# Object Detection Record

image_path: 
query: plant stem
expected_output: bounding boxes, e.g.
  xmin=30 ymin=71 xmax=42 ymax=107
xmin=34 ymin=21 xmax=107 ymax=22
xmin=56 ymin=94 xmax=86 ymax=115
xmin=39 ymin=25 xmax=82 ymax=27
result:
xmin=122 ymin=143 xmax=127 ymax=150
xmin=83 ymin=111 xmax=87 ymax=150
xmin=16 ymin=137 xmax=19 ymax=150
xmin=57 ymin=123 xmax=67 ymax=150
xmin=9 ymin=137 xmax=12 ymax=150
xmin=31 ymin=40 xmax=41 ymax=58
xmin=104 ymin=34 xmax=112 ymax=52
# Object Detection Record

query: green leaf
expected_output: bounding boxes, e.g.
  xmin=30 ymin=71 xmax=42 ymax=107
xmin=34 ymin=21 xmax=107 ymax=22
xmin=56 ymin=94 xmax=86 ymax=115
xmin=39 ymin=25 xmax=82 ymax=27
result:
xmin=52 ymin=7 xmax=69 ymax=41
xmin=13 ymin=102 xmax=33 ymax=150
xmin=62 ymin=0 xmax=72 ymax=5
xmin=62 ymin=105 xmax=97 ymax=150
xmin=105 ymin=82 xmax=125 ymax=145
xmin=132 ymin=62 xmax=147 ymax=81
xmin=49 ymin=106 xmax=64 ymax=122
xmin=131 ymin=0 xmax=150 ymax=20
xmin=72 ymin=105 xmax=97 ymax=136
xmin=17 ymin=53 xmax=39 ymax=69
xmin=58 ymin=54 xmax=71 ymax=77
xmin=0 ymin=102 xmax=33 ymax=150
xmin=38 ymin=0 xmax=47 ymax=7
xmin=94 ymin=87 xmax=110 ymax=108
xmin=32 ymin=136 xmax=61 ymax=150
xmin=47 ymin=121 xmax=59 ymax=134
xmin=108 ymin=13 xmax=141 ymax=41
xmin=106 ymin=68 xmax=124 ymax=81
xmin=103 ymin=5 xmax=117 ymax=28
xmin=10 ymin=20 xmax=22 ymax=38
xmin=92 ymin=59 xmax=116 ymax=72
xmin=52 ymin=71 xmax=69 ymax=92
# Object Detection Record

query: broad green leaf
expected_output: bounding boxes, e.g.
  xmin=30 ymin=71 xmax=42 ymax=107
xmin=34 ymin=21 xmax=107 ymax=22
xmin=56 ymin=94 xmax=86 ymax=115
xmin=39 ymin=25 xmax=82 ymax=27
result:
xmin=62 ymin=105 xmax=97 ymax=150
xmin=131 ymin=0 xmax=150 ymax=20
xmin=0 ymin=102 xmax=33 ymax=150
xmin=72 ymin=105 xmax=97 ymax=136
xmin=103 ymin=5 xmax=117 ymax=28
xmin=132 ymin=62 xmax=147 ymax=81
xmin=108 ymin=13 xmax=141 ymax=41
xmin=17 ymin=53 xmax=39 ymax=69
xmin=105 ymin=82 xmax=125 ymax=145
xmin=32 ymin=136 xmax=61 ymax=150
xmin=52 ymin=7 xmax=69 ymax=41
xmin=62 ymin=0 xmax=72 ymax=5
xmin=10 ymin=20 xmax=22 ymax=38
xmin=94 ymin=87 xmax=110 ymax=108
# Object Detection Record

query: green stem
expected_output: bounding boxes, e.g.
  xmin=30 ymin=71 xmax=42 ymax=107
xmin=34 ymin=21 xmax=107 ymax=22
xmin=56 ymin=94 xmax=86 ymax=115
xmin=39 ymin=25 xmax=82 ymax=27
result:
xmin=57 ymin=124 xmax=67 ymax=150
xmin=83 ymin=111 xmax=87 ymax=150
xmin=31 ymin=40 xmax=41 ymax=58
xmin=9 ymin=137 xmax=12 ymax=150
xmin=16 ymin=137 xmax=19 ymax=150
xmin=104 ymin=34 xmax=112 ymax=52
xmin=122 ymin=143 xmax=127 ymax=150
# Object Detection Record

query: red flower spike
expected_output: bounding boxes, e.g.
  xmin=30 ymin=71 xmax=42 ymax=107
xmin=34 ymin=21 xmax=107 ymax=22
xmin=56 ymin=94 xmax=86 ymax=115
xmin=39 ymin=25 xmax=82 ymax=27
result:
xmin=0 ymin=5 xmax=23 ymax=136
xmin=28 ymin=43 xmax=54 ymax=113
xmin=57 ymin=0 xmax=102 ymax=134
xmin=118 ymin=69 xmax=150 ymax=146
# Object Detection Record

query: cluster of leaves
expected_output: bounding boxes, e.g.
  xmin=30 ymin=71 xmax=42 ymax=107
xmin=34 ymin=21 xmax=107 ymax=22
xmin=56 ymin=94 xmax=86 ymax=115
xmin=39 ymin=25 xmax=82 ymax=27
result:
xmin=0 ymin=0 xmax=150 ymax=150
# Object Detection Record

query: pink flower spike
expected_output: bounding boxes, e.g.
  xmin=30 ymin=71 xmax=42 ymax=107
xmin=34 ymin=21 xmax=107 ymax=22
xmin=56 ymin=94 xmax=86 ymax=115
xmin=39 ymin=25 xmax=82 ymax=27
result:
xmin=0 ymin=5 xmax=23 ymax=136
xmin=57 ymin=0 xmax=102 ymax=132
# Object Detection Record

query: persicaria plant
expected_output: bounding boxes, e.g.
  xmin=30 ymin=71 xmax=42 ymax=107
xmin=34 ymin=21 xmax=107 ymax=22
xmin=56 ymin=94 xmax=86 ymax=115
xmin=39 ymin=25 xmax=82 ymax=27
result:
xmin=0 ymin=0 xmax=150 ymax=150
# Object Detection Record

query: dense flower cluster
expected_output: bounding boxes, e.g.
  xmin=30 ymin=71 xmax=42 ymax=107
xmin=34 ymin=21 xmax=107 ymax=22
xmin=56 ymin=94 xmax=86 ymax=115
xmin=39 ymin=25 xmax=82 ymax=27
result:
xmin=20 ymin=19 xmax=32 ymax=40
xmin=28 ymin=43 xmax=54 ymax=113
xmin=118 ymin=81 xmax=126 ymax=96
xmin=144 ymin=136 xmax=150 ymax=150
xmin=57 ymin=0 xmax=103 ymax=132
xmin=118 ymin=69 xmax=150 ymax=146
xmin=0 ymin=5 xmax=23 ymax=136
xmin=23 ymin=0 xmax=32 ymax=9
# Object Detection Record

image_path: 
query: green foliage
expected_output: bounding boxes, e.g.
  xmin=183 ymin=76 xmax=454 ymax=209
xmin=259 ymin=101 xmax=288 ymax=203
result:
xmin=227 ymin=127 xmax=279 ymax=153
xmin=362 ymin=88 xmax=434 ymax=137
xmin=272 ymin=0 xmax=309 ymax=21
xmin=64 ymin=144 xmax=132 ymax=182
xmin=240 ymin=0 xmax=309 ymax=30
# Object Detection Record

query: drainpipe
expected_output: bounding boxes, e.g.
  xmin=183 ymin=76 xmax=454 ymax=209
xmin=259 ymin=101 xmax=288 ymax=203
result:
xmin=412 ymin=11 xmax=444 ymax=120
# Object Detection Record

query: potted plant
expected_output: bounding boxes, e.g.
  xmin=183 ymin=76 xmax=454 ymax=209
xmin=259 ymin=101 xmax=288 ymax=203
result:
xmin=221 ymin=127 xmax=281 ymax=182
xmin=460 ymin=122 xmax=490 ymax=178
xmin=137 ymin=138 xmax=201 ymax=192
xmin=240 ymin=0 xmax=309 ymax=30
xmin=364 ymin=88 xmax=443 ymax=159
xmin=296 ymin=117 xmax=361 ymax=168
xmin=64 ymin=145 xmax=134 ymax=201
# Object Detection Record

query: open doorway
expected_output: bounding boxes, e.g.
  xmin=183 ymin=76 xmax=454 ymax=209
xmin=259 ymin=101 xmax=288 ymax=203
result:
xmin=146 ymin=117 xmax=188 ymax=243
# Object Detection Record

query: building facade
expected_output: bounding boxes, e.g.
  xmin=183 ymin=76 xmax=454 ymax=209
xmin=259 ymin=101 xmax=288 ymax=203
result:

◆ ◆ ◆ ◆ ◆

— TASK GOAL —
Count the lines in the material above that contain the string "plant", with case counting. Reply with the number alone.

— EXERCISE ANSWER —
3